What to work on:
What is needed here is an exact repetition of the records below, beginning at the line that has "Output, for every" and stopping after the line that has "positive clicks: (318, 135) (254, 154)".

Exercise data:
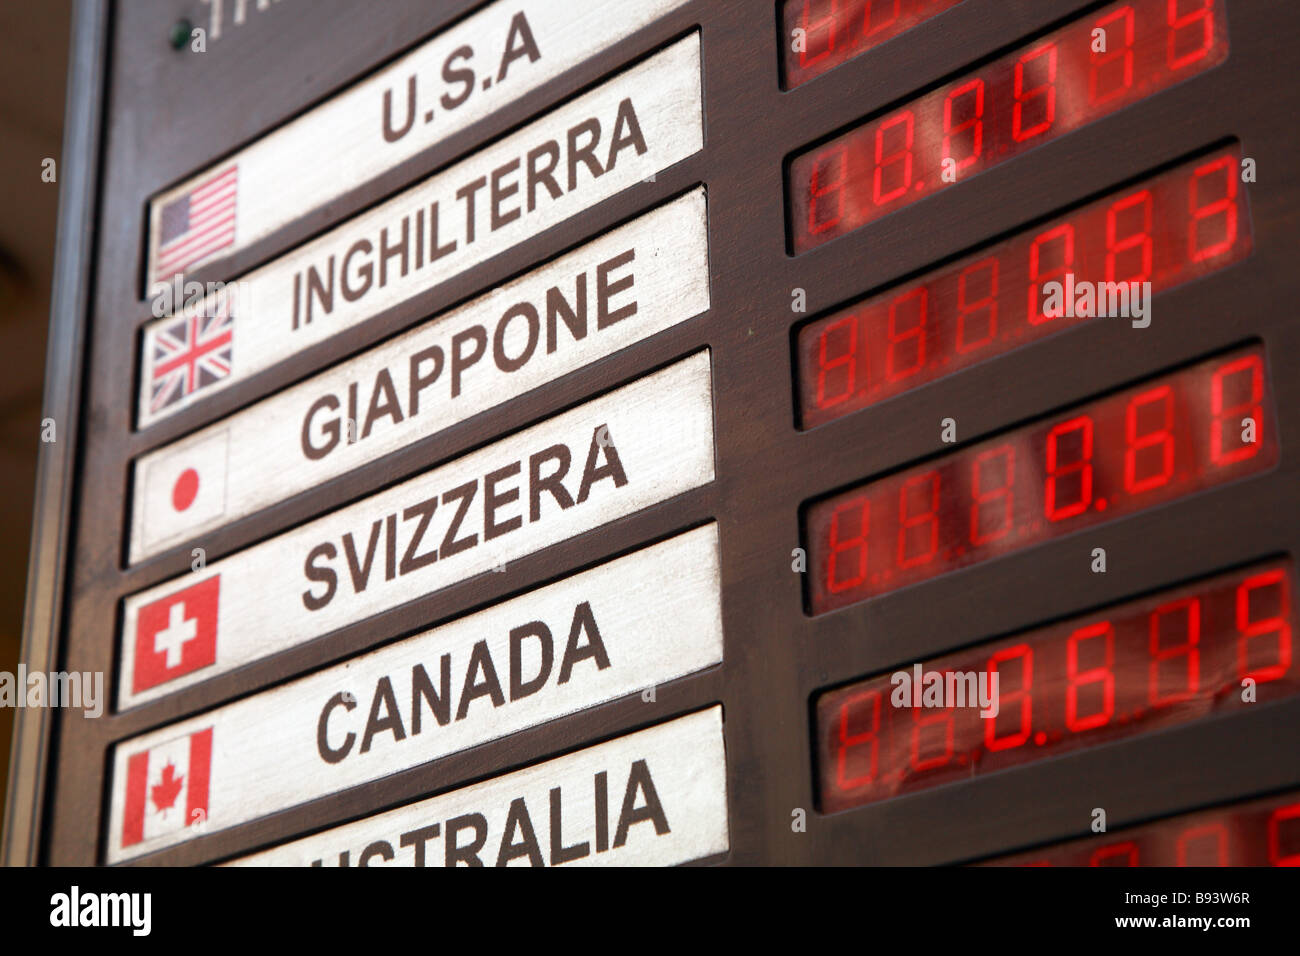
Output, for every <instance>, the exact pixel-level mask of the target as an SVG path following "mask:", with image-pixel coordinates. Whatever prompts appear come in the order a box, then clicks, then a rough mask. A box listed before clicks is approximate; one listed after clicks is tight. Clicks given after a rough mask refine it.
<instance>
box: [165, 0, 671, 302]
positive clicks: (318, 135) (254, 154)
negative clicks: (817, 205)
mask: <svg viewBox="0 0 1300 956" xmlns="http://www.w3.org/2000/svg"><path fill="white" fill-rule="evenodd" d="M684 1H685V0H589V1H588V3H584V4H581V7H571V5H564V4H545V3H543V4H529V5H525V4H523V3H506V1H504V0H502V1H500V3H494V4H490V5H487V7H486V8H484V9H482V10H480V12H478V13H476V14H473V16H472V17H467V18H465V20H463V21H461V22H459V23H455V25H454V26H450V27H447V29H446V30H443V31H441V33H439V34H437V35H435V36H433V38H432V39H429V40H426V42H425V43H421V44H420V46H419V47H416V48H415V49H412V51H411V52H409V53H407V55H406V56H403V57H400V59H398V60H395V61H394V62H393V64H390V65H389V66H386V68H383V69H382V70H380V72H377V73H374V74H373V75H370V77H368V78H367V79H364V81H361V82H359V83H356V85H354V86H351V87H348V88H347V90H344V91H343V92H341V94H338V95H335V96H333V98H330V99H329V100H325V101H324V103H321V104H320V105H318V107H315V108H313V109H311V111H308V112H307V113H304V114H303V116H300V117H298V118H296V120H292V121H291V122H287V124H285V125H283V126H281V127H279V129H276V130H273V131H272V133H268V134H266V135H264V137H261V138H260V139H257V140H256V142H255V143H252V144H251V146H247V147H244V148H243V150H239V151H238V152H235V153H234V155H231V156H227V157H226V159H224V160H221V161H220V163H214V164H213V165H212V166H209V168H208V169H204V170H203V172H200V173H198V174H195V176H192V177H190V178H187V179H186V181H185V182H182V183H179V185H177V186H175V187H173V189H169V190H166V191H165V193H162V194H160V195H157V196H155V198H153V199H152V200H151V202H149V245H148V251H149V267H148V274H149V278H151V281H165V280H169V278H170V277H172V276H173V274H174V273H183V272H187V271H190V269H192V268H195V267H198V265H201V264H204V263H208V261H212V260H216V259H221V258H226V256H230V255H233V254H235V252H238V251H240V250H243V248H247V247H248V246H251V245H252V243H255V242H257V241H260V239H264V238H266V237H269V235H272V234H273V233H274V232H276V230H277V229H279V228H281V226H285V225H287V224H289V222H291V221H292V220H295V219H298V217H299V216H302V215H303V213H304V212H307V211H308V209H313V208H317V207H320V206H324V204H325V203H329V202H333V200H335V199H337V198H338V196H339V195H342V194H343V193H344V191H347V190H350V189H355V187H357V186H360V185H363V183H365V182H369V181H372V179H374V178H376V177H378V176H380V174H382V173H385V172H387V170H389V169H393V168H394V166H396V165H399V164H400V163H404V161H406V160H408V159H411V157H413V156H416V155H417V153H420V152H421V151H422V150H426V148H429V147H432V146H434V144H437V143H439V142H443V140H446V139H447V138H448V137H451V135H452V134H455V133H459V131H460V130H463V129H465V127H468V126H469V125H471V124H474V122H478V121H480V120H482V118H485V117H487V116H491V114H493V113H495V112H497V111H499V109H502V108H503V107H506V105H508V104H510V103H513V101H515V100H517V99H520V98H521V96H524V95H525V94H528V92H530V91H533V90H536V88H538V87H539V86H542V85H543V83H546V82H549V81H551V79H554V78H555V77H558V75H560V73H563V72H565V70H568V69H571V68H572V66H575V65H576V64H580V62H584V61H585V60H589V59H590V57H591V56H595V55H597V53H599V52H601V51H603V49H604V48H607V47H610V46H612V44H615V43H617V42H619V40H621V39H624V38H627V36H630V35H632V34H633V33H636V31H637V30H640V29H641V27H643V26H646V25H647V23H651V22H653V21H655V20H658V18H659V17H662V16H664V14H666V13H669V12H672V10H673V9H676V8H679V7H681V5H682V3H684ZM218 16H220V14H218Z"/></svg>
==
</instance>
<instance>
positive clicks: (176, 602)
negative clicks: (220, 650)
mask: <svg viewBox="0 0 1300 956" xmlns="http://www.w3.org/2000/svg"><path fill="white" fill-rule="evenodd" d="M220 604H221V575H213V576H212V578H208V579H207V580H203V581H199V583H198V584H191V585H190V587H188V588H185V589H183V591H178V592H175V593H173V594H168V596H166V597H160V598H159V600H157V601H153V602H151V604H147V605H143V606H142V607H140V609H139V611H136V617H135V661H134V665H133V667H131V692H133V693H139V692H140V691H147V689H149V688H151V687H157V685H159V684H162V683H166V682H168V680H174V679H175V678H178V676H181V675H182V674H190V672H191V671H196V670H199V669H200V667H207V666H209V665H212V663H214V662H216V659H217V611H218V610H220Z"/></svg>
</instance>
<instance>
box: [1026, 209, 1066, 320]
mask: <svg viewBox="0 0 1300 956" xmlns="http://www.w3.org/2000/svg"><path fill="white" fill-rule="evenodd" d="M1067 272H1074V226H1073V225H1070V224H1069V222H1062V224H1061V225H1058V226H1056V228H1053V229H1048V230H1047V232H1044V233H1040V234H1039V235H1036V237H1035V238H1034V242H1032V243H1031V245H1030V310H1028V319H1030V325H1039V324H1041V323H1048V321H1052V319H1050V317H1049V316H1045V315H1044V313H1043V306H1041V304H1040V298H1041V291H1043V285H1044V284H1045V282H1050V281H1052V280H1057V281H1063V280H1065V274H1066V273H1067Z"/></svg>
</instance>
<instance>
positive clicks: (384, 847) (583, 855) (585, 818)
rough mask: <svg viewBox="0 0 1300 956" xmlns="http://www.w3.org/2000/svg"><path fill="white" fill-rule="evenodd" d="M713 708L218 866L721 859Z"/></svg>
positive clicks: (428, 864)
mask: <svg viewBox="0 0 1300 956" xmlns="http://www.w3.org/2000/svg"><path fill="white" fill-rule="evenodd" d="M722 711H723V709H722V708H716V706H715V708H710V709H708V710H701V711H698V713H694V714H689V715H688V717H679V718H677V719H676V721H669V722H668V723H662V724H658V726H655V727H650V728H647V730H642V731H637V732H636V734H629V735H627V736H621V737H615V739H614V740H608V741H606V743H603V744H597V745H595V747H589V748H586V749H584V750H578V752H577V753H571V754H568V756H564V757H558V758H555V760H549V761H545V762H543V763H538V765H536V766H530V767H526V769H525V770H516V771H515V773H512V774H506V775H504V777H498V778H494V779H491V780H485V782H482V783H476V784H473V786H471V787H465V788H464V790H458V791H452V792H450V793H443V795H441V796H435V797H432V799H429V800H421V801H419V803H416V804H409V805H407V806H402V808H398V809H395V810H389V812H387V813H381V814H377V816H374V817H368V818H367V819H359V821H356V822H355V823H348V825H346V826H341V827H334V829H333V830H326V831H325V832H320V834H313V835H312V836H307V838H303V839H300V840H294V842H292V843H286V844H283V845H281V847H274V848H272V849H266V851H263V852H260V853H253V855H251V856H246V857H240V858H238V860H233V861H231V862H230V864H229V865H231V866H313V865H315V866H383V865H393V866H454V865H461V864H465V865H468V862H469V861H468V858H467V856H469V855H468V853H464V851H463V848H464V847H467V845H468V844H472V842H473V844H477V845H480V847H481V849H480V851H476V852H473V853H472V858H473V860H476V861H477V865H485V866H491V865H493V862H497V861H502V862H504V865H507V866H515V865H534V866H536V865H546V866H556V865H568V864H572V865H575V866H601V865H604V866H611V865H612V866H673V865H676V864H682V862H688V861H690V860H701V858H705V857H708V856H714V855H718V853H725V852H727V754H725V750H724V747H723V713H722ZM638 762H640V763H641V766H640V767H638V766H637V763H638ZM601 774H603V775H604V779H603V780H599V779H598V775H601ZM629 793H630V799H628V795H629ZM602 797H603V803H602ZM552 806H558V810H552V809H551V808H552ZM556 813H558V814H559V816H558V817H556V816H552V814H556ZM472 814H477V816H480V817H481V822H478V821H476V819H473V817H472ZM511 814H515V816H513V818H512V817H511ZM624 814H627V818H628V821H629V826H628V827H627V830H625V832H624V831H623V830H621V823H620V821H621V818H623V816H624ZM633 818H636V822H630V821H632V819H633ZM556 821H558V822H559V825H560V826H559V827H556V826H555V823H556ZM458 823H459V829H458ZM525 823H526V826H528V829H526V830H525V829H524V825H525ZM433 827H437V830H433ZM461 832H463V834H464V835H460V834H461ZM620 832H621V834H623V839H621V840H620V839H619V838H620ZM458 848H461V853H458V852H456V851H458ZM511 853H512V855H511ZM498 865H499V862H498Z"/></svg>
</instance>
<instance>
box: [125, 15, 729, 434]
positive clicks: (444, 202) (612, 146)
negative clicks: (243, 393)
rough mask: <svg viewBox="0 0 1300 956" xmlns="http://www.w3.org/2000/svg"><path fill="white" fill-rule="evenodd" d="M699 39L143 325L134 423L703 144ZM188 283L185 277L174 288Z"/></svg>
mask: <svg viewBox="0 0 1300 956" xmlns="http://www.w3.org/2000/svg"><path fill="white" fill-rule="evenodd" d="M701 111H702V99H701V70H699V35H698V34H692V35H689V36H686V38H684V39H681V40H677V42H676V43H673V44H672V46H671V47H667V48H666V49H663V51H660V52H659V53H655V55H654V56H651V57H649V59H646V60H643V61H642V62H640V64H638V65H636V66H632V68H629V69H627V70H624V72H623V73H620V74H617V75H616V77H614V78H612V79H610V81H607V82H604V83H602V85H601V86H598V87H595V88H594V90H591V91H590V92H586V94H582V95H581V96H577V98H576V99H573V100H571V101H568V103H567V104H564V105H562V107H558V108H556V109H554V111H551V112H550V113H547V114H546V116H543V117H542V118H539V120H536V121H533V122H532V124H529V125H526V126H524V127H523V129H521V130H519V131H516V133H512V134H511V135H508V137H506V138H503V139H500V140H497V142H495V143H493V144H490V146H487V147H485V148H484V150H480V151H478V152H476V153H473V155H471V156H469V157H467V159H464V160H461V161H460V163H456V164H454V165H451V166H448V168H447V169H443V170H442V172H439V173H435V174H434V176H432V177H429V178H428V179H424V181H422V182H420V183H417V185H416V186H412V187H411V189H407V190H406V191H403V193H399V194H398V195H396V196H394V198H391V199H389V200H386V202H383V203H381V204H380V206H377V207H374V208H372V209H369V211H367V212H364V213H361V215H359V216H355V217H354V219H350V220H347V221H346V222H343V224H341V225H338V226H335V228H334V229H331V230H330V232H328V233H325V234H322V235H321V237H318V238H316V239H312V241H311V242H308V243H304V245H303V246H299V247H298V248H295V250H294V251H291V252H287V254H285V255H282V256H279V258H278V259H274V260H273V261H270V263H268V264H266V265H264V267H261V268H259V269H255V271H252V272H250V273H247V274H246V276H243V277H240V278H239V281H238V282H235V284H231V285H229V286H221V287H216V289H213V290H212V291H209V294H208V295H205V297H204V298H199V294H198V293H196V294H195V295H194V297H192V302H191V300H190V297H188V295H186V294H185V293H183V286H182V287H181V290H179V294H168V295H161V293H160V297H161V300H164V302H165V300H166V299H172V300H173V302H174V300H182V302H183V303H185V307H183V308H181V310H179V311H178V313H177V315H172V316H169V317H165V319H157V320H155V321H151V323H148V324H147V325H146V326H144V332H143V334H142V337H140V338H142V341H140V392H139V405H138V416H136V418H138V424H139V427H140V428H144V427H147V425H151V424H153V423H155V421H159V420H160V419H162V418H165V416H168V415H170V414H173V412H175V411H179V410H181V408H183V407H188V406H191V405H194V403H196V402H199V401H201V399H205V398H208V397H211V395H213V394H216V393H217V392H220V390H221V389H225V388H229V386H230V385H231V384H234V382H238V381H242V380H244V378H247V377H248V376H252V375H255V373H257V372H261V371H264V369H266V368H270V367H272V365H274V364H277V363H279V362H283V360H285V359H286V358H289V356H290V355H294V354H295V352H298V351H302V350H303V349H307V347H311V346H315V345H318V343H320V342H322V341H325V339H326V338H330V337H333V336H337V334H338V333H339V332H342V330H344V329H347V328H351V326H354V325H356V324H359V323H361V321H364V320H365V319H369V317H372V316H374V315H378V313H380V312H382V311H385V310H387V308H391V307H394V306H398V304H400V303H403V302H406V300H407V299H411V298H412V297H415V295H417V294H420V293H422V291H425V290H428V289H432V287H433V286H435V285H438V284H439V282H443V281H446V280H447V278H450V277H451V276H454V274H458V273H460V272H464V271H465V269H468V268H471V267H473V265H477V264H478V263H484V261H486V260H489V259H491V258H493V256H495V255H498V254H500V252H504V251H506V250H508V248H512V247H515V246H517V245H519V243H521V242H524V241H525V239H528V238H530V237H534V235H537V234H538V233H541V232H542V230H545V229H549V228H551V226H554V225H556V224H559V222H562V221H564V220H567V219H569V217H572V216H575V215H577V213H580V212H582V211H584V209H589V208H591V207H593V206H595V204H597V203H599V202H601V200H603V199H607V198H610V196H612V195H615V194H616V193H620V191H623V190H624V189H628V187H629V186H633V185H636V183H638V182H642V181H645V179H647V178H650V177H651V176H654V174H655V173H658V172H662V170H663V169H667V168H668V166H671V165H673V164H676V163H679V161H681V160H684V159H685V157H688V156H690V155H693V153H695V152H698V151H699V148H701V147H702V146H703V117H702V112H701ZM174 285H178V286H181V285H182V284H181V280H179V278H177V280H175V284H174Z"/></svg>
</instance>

Response to the exercise:
Output, for every <instance>, the exact pixel-level mask of the target as an SVG path following "mask:", with image-pixel coordinates. Whatever prompts appear come in the order a box, then clicks, then a rough mask. A box listed before clicks is approximate; one listed after clicks is tight. Clicks given after a rough mask refine it.
<instance>
box: [165, 0, 671, 302]
positive clicks: (318, 135) (254, 154)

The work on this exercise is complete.